+++ TASK MATERIAL
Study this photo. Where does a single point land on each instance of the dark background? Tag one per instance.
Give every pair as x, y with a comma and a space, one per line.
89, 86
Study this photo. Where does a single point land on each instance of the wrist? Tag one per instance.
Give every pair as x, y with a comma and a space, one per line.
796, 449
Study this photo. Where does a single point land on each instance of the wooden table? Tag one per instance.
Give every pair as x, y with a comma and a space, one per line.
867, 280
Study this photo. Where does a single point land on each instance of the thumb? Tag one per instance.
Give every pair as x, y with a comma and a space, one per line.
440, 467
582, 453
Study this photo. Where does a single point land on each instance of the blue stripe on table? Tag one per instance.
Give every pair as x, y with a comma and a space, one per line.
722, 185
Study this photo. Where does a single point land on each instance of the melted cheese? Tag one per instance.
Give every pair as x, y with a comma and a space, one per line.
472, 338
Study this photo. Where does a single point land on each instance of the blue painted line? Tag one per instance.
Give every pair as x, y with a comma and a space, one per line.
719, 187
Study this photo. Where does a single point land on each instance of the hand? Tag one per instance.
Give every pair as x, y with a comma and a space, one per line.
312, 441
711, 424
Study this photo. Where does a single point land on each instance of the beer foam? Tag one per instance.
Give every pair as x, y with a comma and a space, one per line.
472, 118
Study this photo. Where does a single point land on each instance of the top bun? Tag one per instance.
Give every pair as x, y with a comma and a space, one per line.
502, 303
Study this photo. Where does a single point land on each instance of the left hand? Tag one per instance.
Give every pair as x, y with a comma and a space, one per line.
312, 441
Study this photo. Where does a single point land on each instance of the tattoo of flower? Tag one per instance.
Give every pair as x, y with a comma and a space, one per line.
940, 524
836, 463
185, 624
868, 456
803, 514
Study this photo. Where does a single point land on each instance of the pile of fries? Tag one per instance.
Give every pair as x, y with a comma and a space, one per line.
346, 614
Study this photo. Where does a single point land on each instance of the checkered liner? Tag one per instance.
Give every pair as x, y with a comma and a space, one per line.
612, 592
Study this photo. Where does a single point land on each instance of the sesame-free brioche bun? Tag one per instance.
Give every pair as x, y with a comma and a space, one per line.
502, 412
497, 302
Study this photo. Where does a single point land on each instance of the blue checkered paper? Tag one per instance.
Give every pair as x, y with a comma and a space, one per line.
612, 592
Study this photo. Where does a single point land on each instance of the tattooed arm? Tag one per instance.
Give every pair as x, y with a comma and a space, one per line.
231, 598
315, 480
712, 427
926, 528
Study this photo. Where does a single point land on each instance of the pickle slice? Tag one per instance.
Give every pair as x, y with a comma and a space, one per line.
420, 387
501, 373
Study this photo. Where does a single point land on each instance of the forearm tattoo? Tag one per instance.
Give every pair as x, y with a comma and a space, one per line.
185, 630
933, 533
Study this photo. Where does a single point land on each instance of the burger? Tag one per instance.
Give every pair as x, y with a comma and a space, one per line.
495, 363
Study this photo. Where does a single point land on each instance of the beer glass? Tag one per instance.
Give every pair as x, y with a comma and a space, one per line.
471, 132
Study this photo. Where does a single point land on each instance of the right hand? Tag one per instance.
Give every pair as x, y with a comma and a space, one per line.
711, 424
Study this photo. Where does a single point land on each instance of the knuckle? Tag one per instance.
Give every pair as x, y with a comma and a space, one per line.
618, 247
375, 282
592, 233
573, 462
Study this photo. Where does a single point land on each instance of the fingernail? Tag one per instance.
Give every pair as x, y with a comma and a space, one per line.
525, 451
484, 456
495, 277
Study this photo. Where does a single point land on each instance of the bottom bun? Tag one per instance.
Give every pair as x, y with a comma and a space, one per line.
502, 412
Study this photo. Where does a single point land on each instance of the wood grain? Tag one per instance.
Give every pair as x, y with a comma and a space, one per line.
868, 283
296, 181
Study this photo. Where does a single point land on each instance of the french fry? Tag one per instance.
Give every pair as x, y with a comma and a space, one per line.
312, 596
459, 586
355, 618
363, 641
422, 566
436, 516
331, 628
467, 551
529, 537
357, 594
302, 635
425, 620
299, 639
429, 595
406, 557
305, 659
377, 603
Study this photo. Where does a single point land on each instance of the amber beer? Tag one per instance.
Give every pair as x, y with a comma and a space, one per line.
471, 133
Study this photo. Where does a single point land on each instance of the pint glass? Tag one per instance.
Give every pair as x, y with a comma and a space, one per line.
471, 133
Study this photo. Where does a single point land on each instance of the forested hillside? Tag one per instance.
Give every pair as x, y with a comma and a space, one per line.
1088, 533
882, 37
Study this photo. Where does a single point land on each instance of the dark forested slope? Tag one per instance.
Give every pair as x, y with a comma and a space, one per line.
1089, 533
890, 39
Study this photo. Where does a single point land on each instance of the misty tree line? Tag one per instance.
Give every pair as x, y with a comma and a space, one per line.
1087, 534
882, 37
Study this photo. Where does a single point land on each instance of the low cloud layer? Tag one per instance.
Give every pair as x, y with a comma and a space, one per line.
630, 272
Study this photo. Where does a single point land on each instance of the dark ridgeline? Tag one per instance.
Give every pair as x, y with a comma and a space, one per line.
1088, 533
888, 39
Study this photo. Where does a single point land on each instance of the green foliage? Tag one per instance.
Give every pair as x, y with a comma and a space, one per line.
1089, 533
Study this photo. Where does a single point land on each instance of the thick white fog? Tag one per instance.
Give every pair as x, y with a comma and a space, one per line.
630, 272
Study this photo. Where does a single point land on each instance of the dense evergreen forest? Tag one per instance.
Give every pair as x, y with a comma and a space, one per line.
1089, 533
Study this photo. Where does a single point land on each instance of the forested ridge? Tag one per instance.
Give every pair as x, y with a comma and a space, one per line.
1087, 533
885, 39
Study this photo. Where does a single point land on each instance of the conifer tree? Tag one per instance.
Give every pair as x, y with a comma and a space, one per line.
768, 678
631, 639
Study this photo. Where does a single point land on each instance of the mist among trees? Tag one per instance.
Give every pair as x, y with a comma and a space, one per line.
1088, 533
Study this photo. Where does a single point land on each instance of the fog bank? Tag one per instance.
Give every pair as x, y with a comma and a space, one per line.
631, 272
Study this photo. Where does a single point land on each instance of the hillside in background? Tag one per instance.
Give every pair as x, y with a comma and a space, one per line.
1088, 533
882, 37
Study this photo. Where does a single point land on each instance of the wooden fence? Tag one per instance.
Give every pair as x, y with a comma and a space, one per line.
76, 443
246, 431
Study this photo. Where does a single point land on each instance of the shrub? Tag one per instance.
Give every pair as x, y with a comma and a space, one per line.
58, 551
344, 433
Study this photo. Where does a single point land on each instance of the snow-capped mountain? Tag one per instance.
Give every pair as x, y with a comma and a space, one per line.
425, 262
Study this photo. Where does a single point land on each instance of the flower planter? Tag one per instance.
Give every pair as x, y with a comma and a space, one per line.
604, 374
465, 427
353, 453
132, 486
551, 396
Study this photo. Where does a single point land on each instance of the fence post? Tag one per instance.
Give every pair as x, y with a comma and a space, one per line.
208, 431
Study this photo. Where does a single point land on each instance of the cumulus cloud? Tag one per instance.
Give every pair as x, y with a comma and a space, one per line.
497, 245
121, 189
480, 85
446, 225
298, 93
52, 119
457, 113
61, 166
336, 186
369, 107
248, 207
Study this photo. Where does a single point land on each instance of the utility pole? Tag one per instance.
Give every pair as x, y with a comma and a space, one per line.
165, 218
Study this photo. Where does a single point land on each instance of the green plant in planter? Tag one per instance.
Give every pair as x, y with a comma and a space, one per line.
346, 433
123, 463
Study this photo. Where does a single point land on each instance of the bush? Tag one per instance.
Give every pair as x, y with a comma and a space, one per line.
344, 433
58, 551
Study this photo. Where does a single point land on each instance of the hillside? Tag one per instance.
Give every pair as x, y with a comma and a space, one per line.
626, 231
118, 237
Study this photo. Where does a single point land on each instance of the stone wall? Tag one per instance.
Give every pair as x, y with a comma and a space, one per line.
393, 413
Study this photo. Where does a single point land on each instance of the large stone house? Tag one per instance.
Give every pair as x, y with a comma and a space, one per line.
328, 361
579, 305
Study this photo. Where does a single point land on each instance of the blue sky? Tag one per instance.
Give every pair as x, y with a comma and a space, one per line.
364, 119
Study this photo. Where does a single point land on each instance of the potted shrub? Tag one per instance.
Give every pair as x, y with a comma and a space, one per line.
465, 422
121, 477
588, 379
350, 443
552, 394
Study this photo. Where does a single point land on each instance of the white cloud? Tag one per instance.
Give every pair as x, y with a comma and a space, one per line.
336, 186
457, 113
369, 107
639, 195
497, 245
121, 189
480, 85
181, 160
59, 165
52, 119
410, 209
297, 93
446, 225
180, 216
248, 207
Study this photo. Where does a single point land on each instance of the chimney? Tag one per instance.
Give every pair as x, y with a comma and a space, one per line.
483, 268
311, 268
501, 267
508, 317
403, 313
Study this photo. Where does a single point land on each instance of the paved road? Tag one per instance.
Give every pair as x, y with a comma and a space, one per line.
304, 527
++++++
→ PROBLEM STATEMENT
Return exactly, and only, the line containing "white cloud? Tag one per instance." and every line after it through the end of the material.

→ EXERCISE SOLUTION
Study this photo. Where does a single point land on each instance of the white cloud? Tag one per instance.
Give every pair as x, y with a comma and a space, one per line.
336, 186
457, 113
369, 107
639, 195
497, 245
121, 189
480, 85
181, 160
59, 165
52, 119
410, 209
297, 93
446, 225
180, 216
248, 207
Study this photo. Where does a single point land on each instance of the chimney? Tag one per instance.
Give every pair as x, y with a comma and a space, one per line.
483, 268
311, 268
501, 267
508, 317
403, 313
Study this photo. Where does a single point land on each instance of the paved road? Tag one per instance.
Give every pair as x, y with a comma and a space, one per line.
304, 527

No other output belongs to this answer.